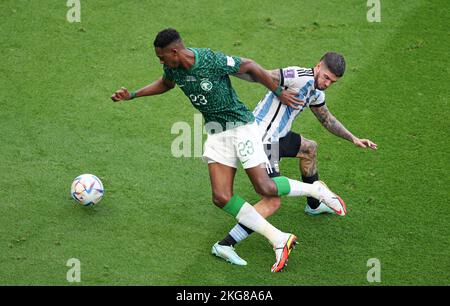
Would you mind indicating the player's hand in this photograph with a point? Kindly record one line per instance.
(365, 143)
(290, 99)
(121, 95)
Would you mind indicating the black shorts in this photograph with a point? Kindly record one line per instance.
(288, 146)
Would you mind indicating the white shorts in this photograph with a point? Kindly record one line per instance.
(241, 144)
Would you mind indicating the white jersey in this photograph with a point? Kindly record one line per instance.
(274, 118)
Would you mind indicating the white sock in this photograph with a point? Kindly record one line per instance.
(249, 217)
(302, 189)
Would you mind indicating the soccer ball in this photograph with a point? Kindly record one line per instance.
(87, 189)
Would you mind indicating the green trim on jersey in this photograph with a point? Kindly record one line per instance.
(208, 86)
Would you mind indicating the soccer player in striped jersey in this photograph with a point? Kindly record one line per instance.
(275, 120)
(233, 135)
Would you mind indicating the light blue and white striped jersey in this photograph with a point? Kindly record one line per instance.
(274, 118)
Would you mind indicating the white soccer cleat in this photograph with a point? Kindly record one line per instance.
(228, 253)
(321, 209)
(332, 200)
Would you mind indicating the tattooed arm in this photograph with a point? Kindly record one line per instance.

==================================================

- Aim: Copy the material shown above in full and exactly. Skip the pictures.

- Task response:
Would you mind indicating the player's hand in this photograph with a point? Kindly record one line per instance.
(365, 143)
(290, 99)
(121, 95)
Would you mind indicating the black shorts in this photograph with a point? Kindly record one line per instance.
(288, 146)
Would you mind indicating the white shorts in this photograph with a point? Kindly record one line per instance.
(241, 144)
Would you mind indicating the white jersey in this photograph with a point? Kindly record one line per instance.
(274, 118)
Would you mind indicating the white sock in this photograph with a point? Kindly record one line per instance.
(249, 217)
(302, 189)
Would you mind indicating the soccer ball in this photograph with a point? Kindly record one line per instance.
(87, 189)
Would you mind indicating the green trim on jersey in this photograph with a point? Kindly record one line per instance.
(208, 86)
Would you mind indicating the soccer player in striped jersey in this photograph with a point? Kindly record one line per instance.
(275, 120)
(233, 135)
Would you mind indicating the light blue and white striped jersey in this photograph with a point? Kindly record one line per instance.
(274, 118)
Would you mind indicating the white soccer cleat in this photograph with a point? Kindly record one line per instance.
(228, 253)
(321, 209)
(332, 200)
Would you mind indicating the tattooed arm in this photograph with a point? Kindly record one line per instance.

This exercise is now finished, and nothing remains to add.